— Stated goal —
Every record here should be printed again exactly.

— Exercise materials —
■ ■ ■

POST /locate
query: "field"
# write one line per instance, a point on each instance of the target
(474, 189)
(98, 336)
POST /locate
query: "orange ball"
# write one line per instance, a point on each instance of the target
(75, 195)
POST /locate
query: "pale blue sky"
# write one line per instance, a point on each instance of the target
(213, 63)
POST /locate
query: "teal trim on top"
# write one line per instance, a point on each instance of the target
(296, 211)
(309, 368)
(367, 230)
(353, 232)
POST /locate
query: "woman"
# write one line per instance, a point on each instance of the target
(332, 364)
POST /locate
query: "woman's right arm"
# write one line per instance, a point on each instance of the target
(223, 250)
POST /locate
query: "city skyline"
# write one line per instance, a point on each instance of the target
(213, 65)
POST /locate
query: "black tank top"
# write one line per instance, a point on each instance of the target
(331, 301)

■ ■ ■

— Result for this task —
POST /locate
query: "field"
# write one line per instance, a point on each instance of the target
(474, 189)
(98, 336)
POST /locate
query: "orange ball"
# write one line per instance, a point on each instance of the target
(75, 195)
POST /locate
query: "pale blue sky"
# write one line per instance, a point on each instance of the target
(213, 63)
POST /locate
query: "teal trim on top"
# write one line per instance, a point on each instance of the target
(296, 211)
(309, 368)
(367, 230)
(353, 232)
POST /locate
query: "woman"
# write one line per instance, a point on each instance of the target
(332, 364)
POST /locate
query: "woman's right arm"
# write one line per instance, a point on each instance of the target
(223, 250)
POST /locate
query: "city skyline"
# write one line per instance, a point on each instance of the target
(213, 65)
POST /locate
query: "black tank top"
# write one line per instance, a point on each instance of the target
(331, 301)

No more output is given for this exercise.